> GOAL OF THE EXERCISE: Format every line of the records below as a numbered list, omitting any blank lines.

Object pointing dataset rows
-- BEGIN --

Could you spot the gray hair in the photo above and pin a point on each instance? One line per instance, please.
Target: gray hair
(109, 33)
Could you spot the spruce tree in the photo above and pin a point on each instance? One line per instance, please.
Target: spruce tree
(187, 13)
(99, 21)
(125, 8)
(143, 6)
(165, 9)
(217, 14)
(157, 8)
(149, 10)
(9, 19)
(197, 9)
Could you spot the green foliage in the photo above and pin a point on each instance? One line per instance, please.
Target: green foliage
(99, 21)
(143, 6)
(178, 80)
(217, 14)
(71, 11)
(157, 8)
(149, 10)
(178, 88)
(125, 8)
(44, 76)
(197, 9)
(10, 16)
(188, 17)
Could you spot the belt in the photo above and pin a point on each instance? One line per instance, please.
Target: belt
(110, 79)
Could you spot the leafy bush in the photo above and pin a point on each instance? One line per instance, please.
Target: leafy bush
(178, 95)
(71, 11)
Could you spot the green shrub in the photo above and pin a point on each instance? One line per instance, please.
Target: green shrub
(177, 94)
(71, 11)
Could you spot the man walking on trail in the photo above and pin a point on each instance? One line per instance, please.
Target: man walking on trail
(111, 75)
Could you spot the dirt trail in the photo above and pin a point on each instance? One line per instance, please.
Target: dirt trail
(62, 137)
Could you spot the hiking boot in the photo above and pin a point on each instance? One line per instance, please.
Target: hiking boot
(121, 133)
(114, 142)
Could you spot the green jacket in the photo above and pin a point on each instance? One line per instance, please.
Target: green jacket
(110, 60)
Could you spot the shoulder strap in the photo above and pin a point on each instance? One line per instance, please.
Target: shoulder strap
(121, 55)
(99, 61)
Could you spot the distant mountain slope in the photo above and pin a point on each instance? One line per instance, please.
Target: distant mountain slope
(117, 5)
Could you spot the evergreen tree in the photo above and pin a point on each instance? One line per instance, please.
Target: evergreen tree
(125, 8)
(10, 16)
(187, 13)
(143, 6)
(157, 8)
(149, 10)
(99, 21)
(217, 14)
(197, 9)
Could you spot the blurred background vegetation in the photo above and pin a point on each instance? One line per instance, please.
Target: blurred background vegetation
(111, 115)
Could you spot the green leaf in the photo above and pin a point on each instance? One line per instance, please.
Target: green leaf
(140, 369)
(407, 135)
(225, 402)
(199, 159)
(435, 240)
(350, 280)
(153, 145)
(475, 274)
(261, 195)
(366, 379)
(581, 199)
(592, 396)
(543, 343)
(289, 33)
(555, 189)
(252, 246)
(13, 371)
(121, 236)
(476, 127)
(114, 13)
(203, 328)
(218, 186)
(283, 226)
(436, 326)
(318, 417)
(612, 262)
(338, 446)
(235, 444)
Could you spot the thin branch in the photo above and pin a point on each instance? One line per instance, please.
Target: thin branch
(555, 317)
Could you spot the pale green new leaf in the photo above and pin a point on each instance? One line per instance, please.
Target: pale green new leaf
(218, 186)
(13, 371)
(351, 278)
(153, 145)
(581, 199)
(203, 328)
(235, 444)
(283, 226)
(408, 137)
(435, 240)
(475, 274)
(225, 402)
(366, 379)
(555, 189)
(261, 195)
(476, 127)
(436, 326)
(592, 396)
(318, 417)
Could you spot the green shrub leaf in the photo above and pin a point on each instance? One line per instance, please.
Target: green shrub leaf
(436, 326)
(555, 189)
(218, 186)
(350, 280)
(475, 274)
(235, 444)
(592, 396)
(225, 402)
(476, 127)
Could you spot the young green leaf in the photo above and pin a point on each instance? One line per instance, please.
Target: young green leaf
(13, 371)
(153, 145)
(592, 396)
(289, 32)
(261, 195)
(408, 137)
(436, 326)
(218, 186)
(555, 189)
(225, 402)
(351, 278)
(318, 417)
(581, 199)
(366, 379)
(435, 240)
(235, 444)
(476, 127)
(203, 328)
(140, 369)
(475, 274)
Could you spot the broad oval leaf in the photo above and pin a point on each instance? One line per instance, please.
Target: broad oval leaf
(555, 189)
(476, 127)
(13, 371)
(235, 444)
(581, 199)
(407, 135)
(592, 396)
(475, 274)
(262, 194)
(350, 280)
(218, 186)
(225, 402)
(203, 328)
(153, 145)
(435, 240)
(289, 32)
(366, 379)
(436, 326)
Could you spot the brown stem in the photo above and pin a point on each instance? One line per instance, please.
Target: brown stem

-- END --

> ANSWER TO THIS TASK:
1. Could you spot the gray hair in the photo above and pin a point on each instance? One line per instance, please.
2. Target: gray hair
3. (109, 33)
4. Could you spot the spruce tree in the photo above and pin a point on each instance? One line per instance, please.
5. Target: spruce tree
6. (187, 13)
7. (99, 21)
8. (125, 8)
9. (143, 6)
10. (165, 9)
11. (217, 14)
12. (157, 8)
13. (149, 10)
14. (9, 19)
15. (197, 9)
16. Could you spot the green foliage in the photo above and pin a point on each instance? One line per instance, please.
17. Target: green foliage
18. (99, 21)
19. (143, 6)
20. (178, 80)
21. (217, 14)
22. (71, 11)
23. (157, 8)
24. (149, 10)
25. (178, 88)
26. (125, 8)
27. (44, 76)
28. (197, 9)
29. (10, 16)
30. (188, 17)
31. Could you spot the belt in the photo above and pin a point on each instance? One line per instance, please.
32. Target: belt
33. (110, 79)
34. Could you spot the leafy bush in the photo above and pin a point on each instance? One line per instance, please.
35. Target: leafy bush
36. (178, 95)
37. (71, 11)
38. Could you spot the green shrub in the photo above and pin a point on each instance? One line per instance, please.
39. Target: green shrub
40. (177, 94)
41. (71, 11)
42. Could you spot the man walking on trail in the photo above and pin a point on each instance? One line per instance, please.
43. Target: man walking on trail
44. (111, 75)
45. Could you spot the dirt trail in the photo above and pin a point on each instance? One line per instance, please.
46. Target: dirt trail
47. (62, 137)
48. Could you spot the hiking boot in the photo above and pin a point on each instance? One line per instance, please.
49. Target: hiking boot
50. (121, 133)
51. (114, 142)
52. Could you spot the green jacket in the photo above and pin a point on each instance? One line per instance, please.
53. Target: green jacket
54. (110, 60)
55. Could you spot the shoulder strap in the photo above and pin a point on each instance? One line per instance, please.
56. Target: shoulder strap
57. (121, 55)
58. (99, 61)
59. Could you spot the distant mountain slope in the photo above and pin a point on each instance? One line per instance, please.
60. Target: distant mountain slope
61. (117, 5)
62. Could you spot the evergreen tree in the photo above and pin a point on each instance? One line per instance, please.
63. Target: evergreen tree
64. (125, 8)
65. (10, 16)
66. (187, 13)
67. (143, 6)
68. (157, 8)
69. (149, 10)
70. (99, 21)
71. (217, 14)
72. (197, 9)
73. Could you spot the blurred background vegetation in the photo above and pin a point on each instance? One line per instance, please.
74. Target: blurred background vegetation
75. (111, 115)
76. Could you spot the green leaf in the photo above and pin a point on each instance? One line per instance, please.
77. Target: green leaf
78. (140, 369)
79. (407, 135)
80. (225, 402)
81. (199, 159)
82. (435, 240)
83. (350, 280)
84. (153, 145)
85. (475, 274)
86. (261, 195)
87. (366, 379)
88. (581, 199)
89. (592, 396)
90. (543, 343)
91. (289, 33)
92. (555, 189)
93. (252, 246)
94. (13, 371)
95. (121, 236)
96. (476, 127)
97. (114, 13)
98. (203, 328)
99. (218, 186)
100. (283, 226)
101. (436, 326)
102. (318, 417)
103. (612, 262)
104. (338, 446)
105. (235, 444)
106. Could you spot the thin branch in the photo above and pin a point on each instance? One line per instance, please.
107. Target: thin branch
108. (555, 317)
109. Could you spot the pale green new leaf in the photo above and pin a point on each instance? One line per instance, please.
110. Target: pale green new leaf
111. (218, 186)
112. (13, 371)
113. (351, 278)
114. (153, 145)
115. (581, 199)
116. (203, 328)
117. (235, 444)
118. (283, 226)
119. (408, 137)
120. (435, 240)
121. (475, 274)
122. (225, 402)
123. (366, 379)
124. (555, 189)
125. (261, 195)
126. (476, 127)
127. (436, 326)
128. (592, 396)
129. (318, 417)
130. Could you spot the green shrub leaf in the photo above and pin a point on each instance? One line per instance, please.
131. Target: green shrub leaf
132. (436, 326)
133. (555, 189)
134. (218, 186)
135. (350, 280)
136. (475, 274)
137. (235, 444)
138. (592, 396)
139. (225, 402)
140. (476, 127)
141. Could you spot the young green leaf in the photo above and pin a point on each instance? One line per instance, please.
142. Target: young green leaf
143. (13, 371)
144. (153, 145)
145. (592, 396)
146. (289, 32)
147. (261, 195)
148. (408, 137)
149. (436, 326)
150. (218, 186)
151. (555, 189)
152. (225, 402)
153. (351, 278)
154. (318, 417)
155. (581, 199)
156. (366, 379)
157. (435, 240)
158. (235, 444)
159. (476, 127)
160. (203, 328)
161. (140, 369)
162. (475, 274)
163. Could you spot the broad oval leaf in the photo above and pin a point on each instance? One line per instance, please.
164. Target: broad oval leaf
165. (555, 189)
166. (476, 127)
167. (13, 371)
168. (235, 444)
169. (581, 199)
170. (407, 135)
171. (592, 396)
172. (475, 274)
173. (262, 194)
174. (350, 280)
175. (218, 186)
176. (225, 402)
177. (203, 328)
178. (153, 145)
179. (435, 240)
180. (289, 32)
181. (366, 379)
182. (436, 326)
183. Could you spot the brown stem in the photo above and pin a point on each instance? One line per instance, please.
184. Target: brown stem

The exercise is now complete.